TASK BRIEF: Can you copy out every line of the records below, requests included, and scale each coordinate in the answers by 2.6, rounding to whole numbers with halves going up?

··· RECORDED INFORMATION

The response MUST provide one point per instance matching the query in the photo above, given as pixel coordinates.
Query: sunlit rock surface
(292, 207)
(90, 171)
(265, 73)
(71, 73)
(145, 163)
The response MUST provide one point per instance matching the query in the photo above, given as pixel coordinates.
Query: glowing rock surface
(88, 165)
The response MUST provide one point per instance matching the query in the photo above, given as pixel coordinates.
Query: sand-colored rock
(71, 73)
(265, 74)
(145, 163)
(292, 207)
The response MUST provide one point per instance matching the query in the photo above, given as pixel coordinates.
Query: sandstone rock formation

······

EXPECTED OUTPUT:
The response MUST provide one point per instance matching the query in the photo above, given as pixel coordinates.
Query: sunlit rock surface
(759, 538)
(234, 445)
(689, 190)
(185, 190)
(377, 424)
The response MUST provide one point per instance matching the query in the photo above, given as pixel coordinates.
Query: glowing rock surface
(229, 429)
The response MUST provide one point per instance matching the query in the photo above, given as pixel coordinates.
Query: sand-colored rock
(185, 190)
(689, 192)
(377, 424)
(759, 538)
The response MUST provide one point per instance matching the query in the photo above, given as pixel coordinates.
Query: sandstone rock formation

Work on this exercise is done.